Go through the records and give each one again exactly.
--- START OF Information supplied ---
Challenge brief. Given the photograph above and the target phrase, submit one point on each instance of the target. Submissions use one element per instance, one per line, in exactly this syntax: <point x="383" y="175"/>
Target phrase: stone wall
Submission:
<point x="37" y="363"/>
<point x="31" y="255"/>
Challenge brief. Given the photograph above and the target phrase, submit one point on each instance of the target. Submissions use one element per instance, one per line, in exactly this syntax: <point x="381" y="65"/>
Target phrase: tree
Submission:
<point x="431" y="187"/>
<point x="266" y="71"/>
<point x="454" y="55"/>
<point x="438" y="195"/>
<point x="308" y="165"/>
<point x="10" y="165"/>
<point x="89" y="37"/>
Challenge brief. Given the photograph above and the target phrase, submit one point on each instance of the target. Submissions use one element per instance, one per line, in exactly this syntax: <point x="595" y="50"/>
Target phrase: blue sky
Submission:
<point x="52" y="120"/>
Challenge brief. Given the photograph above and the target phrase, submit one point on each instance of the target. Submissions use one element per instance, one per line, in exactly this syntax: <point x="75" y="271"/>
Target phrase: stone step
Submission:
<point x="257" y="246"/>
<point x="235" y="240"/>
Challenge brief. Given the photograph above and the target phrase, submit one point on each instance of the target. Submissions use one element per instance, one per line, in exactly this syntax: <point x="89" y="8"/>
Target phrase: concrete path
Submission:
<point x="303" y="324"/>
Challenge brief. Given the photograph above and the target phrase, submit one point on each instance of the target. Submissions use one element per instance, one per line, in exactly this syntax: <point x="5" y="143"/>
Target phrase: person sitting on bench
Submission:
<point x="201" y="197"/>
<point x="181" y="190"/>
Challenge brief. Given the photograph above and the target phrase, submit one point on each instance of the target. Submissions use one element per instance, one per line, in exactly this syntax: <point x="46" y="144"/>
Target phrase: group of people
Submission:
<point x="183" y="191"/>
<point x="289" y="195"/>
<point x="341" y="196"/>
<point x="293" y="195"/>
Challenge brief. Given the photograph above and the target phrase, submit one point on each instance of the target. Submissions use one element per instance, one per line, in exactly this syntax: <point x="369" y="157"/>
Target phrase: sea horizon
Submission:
--- END OF Information supplied ---
Answer in full
Challenge brief. Given the photograph above and the target phrase, submit one point on each instance of the target. Submissions use one element per instance, one per line, in exactly this syntax: <point x="383" y="175"/>
Target phrase: stone wall
Submission:
<point x="37" y="363"/>
<point x="31" y="255"/>
Challenge brief. Given the photograph above and the target phrase, submit one point on each instance of the target. Submissions use one element per instance, one per line, in exactly this syntax: <point x="381" y="65"/>
Target phrase: tree
Submission:
<point x="431" y="187"/>
<point x="266" y="71"/>
<point x="454" y="55"/>
<point x="438" y="195"/>
<point x="308" y="165"/>
<point x="10" y="165"/>
<point x="89" y="37"/>
Challenge brief. Given the photograph above and the target phrase, submit one point on each instance of the target. Submissions use one element per instance, one per line, in exactly this syntax: <point x="595" y="50"/>
Target phrase: blue sky
Submission:
<point x="52" y="120"/>
Challenge brief. Given the photograph above and the target phrase, submit one point on each instance of the target. Submissions use one element per instance, one per line, in exactly this syntax: <point x="75" y="271"/>
Target phrase: stone step
Submission:
<point x="257" y="246"/>
<point x="235" y="240"/>
Challenge brief. Given the photograph above and the target phrase, submit one point on each instance of the target. Submissions use one element per instance, one per line, in exactly this syntax: <point x="89" y="8"/>
Target phrase: concrete path
Submission:
<point x="303" y="324"/>
Challenge brief. Given the photograph above and the target phrase, submit one point on each instance of the target. Submissions use one element per instance, one per line, in exactly this syntax: <point x="5" y="143"/>
Target phrase: person sitting on bench
Submission:
<point x="201" y="197"/>
<point x="181" y="190"/>
Challenge brief. Given the photograph above and the target phrase, submit one point on each instance of the target. Submissions use one element per instance, one per line, in exactly this syntax: <point x="46" y="144"/>
Target phrase: group of people
Submission:
<point x="183" y="191"/>
<point x="289" y="195"/>
<point x="341" y="196"/>
<point x="293" y="195"/>
Challenge brief. Given the photograph above and the target phrase, submit one point on each instance of the target. Submissions use one element per instance, one per line, in exactly this syntax: <point x="369" y="157"/>
Target phrase: sea horizon
Submission:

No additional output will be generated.